» **Direction**
Report every line of the listing below that contains the string "window", matching case exactly.

» **Given data**
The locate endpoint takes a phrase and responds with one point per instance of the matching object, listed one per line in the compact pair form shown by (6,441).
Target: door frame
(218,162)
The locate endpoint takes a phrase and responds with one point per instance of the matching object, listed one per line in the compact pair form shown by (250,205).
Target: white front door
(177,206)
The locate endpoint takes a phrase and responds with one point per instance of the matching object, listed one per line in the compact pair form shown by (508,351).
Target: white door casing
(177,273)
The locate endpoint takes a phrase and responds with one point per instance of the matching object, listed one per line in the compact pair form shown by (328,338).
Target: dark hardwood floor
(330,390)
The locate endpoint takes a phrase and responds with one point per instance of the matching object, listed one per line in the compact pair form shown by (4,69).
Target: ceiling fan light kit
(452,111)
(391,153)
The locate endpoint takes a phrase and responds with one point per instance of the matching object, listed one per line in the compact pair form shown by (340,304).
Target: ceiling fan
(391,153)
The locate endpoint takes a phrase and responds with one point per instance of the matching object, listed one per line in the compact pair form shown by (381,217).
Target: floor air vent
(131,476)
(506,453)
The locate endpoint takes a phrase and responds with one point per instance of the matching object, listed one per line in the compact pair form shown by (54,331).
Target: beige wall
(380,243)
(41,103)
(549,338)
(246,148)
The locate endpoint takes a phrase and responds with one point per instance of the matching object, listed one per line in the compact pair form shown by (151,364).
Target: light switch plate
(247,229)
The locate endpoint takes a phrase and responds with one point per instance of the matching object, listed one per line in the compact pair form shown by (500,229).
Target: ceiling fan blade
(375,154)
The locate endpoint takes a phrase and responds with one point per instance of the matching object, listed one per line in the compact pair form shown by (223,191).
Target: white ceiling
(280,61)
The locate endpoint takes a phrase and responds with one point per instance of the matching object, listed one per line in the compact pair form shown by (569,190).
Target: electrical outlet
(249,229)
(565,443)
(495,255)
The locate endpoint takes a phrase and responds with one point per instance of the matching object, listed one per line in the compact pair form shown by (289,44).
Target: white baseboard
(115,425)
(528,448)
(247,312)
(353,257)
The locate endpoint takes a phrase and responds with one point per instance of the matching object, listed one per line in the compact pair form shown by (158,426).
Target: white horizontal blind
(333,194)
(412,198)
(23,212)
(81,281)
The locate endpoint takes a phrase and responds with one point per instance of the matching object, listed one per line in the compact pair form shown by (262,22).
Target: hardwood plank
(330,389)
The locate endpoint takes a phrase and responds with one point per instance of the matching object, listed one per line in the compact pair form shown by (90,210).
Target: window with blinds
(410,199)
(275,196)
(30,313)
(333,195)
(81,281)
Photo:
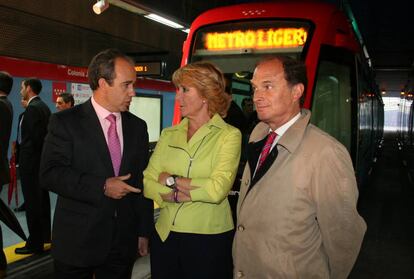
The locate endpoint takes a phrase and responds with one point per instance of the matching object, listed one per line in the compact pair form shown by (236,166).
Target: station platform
(385,202)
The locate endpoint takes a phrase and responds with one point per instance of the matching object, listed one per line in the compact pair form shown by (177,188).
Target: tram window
(331,105)
(148,108)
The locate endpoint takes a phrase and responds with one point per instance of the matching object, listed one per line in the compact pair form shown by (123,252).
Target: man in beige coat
(297,214)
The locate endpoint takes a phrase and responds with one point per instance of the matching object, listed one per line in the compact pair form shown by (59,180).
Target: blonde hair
(209,82)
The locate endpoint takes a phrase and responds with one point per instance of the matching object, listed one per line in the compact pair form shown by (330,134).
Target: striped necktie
(266,148)
(114,144)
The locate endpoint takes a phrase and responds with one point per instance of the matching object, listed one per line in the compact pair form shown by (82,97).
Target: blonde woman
(189,176)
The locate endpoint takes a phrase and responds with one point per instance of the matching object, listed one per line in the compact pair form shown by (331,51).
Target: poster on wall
(81,92)
(57,89)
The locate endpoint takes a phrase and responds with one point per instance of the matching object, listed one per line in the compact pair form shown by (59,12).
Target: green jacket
(210,158)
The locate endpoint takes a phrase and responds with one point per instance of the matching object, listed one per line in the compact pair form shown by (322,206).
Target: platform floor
(386,203)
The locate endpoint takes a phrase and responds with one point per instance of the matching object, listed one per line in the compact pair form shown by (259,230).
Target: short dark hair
(244,101)
(67,98)
(6,82)
(295,69)
(103,66)
(34,83)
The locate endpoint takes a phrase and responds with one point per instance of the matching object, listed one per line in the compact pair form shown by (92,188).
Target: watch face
(170,181)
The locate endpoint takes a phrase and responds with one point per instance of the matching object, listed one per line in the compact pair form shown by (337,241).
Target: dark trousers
(37,205)
(113,268)
(189,256)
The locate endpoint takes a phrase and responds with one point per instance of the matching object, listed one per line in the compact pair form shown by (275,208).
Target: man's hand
(143,246)
(116,188)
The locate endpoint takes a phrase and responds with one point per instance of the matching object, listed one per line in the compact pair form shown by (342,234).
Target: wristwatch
(170,181)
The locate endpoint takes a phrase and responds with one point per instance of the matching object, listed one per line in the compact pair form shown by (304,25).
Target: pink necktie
(266,148)
(114,144)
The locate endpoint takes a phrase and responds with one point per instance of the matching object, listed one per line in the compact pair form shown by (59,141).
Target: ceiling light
(100,6)
(164,21)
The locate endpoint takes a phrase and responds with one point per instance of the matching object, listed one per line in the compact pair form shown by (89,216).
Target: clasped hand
(116,188)
(182,185)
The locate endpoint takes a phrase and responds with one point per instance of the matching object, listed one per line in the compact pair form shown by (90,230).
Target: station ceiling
(68,32)
(386,28)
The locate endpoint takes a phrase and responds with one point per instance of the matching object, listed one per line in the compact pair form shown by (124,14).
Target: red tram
(341,93)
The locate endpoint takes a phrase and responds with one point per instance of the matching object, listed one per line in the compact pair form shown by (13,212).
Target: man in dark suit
(6,117)
(101,218)
(33,128)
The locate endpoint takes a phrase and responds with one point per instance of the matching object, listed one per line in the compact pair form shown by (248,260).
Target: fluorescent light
(100,6)
(164,21)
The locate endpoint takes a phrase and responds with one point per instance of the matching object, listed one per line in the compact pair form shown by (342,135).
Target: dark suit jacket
(33,132)
(6,117)
(75,164)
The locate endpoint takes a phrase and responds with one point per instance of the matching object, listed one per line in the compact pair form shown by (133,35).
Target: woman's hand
(183,185)
(163,177)
(181,197)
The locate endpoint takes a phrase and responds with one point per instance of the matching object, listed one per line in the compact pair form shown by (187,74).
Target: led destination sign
(256,39)
(149,68)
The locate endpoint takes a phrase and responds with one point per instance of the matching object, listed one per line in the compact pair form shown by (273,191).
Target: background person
(64,101)
(93,158)
(33,129)
(199,159)
(6,118)
(297,215)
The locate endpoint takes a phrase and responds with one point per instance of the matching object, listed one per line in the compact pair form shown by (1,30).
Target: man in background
(33,129)
(64,101)
(6,117)
(93,158)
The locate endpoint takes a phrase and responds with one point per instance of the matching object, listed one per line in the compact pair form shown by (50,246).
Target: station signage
(256,39)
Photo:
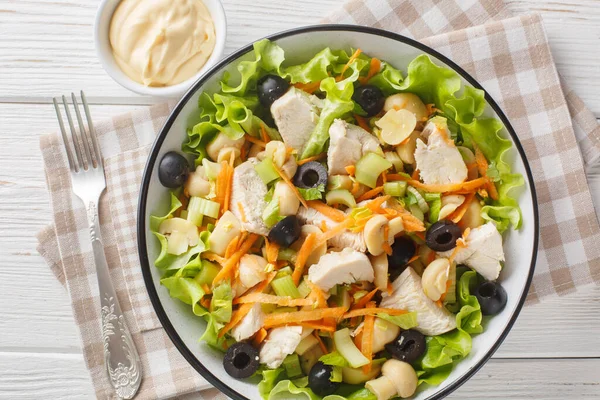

» **Response to the task**
Target: window with blinds
Target: tram window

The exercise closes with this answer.